* _Текст для чтения_:
----

Хрущевская слякоть оттого и закончилась прострацией Брежневщины, что не было суда над самим Хрущевым, что вне людского суда ставился палач когда он назначал себя "инициатором демократизации", что трусливая московская интеллигенция только то и делала, что тряслась как бы не спугнуть реформы (а то улетят), а в итоге от всех реформ оставалось только это ее "трясусь".
Нам не нужна демократия из рук кремлевских тюремщиков, нам не нужна свобода из рук уголовников: принятая из запятнанных кровью рук, это будет не демократия, а ослабление режима содержания, дарованное надсмотрщиками рабам.

----

* _Данные_:
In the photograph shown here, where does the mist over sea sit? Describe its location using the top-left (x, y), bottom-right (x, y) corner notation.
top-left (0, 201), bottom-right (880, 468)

----

Напишите продолжение текста о Хрущеве и дарованной сверху демократии, начав сразу после его последнего предложения. Данные здесь ни на что не влияют.

* _Ответ_:
Надо избыть само рабство. А для этого надо не бояться настолько не понимать обстановку в стране и жизненную необходимость для нее продолжения начатых демократическими уголовниками реформ, чтобы предать суду принявших причастие быка демократов, воздать, по делам их, служителям зла -запретителям жизни. Зло должно быть наказано нами самими, мы не должны уклоняться от этой службы...
Почему ж бояться Горбачевым-Лукьяновым, партаппаратчикам, сотрудникам КГБ суда над собой? Ведь суд -- это всего лишь разговор. Ну поговорим, выяснится, что они не виноваты в том, что я сидел 7,5 лет и все эти годы был морим голодом, и разойдемся каждый по своим делам. Невиновному чего ж бояться? А виновному? А с виновными как суд решит.
Суд над "инициаторами перестройки" -- необходимое условие установления и необратимости демократии.
Я, обвинитель, приглашаю свидетелями Анатолия Щаранского, Владимира Пореша, Валерия Сендерова, Интса Цалитиса, Марта Никлуса, Виктора Некипелова, Леонида Лубмана, Тимура Утеева, Богдана Климчака, Александра Рассказова, Степана Хмару, Валерия Смирнова, Иосифа Бегуна, Михаила Ривкина, оставляя за собой право вызова и других свидетелей.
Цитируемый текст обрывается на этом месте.